CONTRACTS OUTLINE

A contract is simply an agreement which the law will enforce.

THEORY / OBLIGATION CREATED BY / DAMAGE (S)
Agreement w/ Consideration / Bargain for consideration / expectancy
Promissory Estoppel / Induced detrimental reliance / Reliance
Unjustified Enrichment / Unjustified retention of benefit / restitution
Moral Obligation / Subsequent promise / To avoid injustice
Obligation Arising from Tort / Duty of care independent of contract / Compensatory, punitive

I)Agreement with Consideration consists of 1) competent parties 2) entering into a bargain for 3) exchange of consideration.

A.Competent Parties

  1. Mental state of mind,
  2. has rights to negotiate

a) Local 1130–managers do not have right to negotiate; only officers do.

  1. Maturity to understand, competent within the text of the bargain. – Dougherty v. Salt: Nephew of immature age to understand contract
  2. Defenses

a)Fraud

b)Duress

c)Misrepresentation

d)Mistake

B.Bargained for Exchange – A performance or return promise is bargained for if it is sought by the promisor in exchange for his promise and is given by the promisee in exchange for that promise. Rest. 2d, § 71(2)

  1. Ask if there is some bargained benefit to promisor or if it was a conditional gift

a)Conditional Gift

i)Kirksey v. Kirksey–P’s detriment in moving for D’s land was a condition to a gift. P did not bargain for it.

ii)Charitable man who promises coat to bum if he walks down the street to store is a conditional gift.

b)Bargained-for-benefit

i)Hamer v. Sidway–Uncle who bargains for nephew’s abstinence, even if it was noneconomic in nature, is sufficient.

ii) If the man bargains the bum to leave his doorstep for a coat at the store, then it’s a bargain.

  1. Both parties must be aware that consideration in some form is being exchanged

a)Baeher v. Penn-O-Tex–When P asked if he had to contact his attorney, D did not understand this as an exchange of consideration (forbearance).

b)Neuhoff v. Marvin Lumber–P did not express their forbearance to sue to enforce D’s promise to new windows.

WORK TO DO:
a: Pull out each line of the rows that contains the string "white".
b: Please extend the contracts outline, starting right after its final line.
The contracts outline has no connection to the rows.

RECORD EXCERPTS:
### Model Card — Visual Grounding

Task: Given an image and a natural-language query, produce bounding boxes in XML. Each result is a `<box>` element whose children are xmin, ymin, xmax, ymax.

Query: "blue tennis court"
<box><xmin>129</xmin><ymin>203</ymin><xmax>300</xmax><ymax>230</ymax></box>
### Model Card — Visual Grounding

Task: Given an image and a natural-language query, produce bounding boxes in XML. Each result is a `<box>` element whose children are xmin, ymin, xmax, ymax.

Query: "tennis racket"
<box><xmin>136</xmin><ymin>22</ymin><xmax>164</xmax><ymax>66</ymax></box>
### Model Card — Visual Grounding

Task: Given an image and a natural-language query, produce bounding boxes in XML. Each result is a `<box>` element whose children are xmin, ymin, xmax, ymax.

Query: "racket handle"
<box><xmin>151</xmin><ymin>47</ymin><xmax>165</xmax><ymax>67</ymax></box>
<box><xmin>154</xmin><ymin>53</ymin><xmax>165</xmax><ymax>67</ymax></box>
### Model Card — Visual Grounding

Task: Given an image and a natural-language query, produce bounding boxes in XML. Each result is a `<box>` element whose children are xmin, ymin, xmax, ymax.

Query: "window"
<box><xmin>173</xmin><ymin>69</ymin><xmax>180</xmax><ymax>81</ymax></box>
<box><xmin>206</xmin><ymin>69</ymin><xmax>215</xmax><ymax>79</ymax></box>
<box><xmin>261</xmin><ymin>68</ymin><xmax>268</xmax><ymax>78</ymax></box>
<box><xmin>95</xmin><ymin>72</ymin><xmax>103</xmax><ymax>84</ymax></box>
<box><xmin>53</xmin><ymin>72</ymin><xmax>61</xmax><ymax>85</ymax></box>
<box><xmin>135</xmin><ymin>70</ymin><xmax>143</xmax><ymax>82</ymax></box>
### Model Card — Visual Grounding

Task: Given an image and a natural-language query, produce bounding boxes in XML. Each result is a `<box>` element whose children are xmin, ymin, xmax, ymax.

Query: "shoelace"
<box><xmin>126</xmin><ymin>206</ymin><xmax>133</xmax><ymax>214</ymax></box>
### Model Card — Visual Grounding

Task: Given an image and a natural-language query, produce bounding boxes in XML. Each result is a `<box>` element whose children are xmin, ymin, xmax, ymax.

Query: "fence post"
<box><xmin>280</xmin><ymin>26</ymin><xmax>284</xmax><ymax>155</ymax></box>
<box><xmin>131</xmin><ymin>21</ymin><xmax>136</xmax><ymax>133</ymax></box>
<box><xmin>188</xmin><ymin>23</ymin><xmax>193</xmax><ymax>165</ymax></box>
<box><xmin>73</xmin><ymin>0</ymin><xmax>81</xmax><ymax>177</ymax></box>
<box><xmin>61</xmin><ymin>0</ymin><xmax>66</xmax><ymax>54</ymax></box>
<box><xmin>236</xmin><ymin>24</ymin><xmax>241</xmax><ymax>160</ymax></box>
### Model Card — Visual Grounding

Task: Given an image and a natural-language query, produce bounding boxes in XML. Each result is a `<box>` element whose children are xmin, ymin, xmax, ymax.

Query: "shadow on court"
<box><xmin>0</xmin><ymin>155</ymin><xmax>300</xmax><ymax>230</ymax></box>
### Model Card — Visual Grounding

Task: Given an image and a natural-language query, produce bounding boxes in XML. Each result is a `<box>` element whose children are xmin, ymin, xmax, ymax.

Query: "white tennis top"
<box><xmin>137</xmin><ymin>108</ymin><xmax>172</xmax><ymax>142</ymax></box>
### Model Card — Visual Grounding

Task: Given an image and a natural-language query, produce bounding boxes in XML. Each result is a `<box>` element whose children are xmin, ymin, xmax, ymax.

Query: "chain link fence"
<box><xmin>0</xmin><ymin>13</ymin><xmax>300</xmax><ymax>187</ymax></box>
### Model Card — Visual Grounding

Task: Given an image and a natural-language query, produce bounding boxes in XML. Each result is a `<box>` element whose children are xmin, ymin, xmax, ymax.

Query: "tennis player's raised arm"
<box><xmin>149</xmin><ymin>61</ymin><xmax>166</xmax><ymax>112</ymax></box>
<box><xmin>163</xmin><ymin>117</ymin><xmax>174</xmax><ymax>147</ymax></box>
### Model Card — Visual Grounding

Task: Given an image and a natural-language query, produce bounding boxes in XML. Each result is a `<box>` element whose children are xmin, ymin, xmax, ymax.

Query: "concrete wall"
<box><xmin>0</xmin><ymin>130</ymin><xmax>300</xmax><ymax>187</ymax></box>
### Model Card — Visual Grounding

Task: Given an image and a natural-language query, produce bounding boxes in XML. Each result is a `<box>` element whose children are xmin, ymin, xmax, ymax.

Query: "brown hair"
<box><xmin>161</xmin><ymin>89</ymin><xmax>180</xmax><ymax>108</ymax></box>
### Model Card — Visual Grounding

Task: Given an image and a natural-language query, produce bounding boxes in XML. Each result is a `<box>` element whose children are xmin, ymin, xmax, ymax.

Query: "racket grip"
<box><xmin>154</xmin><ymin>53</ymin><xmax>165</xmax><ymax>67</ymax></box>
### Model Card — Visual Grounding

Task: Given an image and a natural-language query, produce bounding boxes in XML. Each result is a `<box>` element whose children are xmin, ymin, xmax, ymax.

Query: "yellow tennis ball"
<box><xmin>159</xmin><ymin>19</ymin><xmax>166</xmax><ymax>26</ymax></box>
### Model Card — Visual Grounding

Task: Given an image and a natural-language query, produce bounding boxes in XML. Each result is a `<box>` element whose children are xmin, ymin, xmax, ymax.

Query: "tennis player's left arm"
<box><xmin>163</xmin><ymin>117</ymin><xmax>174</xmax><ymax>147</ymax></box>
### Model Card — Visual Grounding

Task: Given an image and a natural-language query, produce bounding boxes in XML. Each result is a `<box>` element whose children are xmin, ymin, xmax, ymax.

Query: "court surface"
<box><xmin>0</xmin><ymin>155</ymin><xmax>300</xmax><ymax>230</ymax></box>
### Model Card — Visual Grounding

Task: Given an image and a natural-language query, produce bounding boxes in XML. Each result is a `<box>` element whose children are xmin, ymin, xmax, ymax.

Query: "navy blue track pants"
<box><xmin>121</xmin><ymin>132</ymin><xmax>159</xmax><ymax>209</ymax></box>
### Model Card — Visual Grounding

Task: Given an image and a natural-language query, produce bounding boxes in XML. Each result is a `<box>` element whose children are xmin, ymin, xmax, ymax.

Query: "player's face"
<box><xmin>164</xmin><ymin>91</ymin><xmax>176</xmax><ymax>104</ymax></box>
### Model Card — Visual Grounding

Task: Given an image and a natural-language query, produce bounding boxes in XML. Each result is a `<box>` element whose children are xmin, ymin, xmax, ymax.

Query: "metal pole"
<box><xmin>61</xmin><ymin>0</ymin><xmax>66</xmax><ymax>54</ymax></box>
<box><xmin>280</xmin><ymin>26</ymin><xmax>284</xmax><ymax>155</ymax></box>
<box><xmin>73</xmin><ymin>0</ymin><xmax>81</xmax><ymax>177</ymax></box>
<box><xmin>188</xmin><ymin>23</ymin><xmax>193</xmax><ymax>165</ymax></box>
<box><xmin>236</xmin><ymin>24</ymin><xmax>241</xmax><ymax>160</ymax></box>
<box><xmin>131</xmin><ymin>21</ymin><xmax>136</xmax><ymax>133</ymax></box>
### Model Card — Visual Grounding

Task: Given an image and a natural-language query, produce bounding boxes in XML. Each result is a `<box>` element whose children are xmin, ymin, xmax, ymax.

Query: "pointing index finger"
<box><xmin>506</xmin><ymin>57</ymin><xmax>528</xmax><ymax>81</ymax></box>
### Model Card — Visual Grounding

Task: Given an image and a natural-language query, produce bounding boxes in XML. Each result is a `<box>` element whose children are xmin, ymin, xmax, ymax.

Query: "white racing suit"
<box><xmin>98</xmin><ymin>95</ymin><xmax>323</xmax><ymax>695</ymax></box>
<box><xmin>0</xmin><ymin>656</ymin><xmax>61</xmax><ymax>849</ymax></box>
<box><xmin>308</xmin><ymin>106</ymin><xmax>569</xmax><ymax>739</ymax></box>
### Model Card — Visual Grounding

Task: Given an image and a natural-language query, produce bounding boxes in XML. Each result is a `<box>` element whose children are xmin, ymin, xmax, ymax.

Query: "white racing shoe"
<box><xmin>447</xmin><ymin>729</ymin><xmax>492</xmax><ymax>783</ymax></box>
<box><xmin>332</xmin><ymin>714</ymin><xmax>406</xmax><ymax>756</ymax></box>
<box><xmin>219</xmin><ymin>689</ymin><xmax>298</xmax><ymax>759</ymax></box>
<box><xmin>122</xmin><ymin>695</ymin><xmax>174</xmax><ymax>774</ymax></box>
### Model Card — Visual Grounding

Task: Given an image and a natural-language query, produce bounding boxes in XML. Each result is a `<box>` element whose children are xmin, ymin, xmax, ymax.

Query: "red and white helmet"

PER-TASK OUTPUTS:
a:
Query: "white tennis top"
Query: "white racing suit"
Query: "white racing shoe"
Query: "red and white helmet"

b:
  1. Both parties must come to a meeting of minds of what the terms are (mutual assent)

a)Anderco v. Buildex – both parties did not come to a meeting of minds of what was to be raised

  1. Be careful of sham/nominal considerations trying to create a fake bargain

a)Though court does not care about adequacy of bargain, they care when it’s used to create a fake bargain. Rest. 2d, §71, Comment D

i) A promises B $1,000 in the next year. B, knowing this is simply a gift, tries to create a bargain situation by suggesting to B that he pay him a $1 as consideration for the gift. Court will not enforce this.

C.Consideration

  1. 1st Restatement of Contracts § 75: Definition of Consideration

(1)Consideration for a promise is

(a)an act other than a promise, or

(b)a forbearance, or

  1. Forbearance is not valid if the claim is not legitimate - Springstead v. Ness
  2. Forbearance is not valid if it is not bargained for – Baeher v. Penn-O-Tex
  3. Policy consideration – Ill-founded claims are discouraged. It must be colorable and can’t be doubtful. Springstead v. Ness
  4. D must be aware– Neuhoff v. Martin Lumber

(c)the creation, modification or destruction of a legal relation, or

(d)a return promise, bargained for and given in exchange for the promise.

(2)Consideration may be given to the promisor or to some other person. It may be given by the promisee or by some other person.

  1. 2nd Restatement of Contracts §81: Consideration as Motive or Inducing Cause

(1)The fact that what is bargained for does not of itself induce the making of a promise does not prevent it from being consideration for the promise.

(2)The fact that a promise does not of itself induce a performance or return promise does not prevent the performance or return promise from being consideration for the promise.

(a)Bargained for: Consideration requires that a performance or return promise be bargained for in exchange for a promise; this means that the promisor must manifest an intention to induce the performance or return promise and to be induced by it, and that the promisee must manifest an intention to induce the making of the promise to be induced by it.

(b)Immateriality of motive or cause: This section makes explicit a limitation on the requirement that consideration be bargained for. Even in the typical commercial bargain, the promisor may have more than one motive, and the person furnishing the consideration need not inquire into the promisor’s motive. Unless both parties know that the purported consideration is mere pretense, it is immaterial that the promisor’s desire for the consideration is incidental to other objectives and even that the other party knows this to be so.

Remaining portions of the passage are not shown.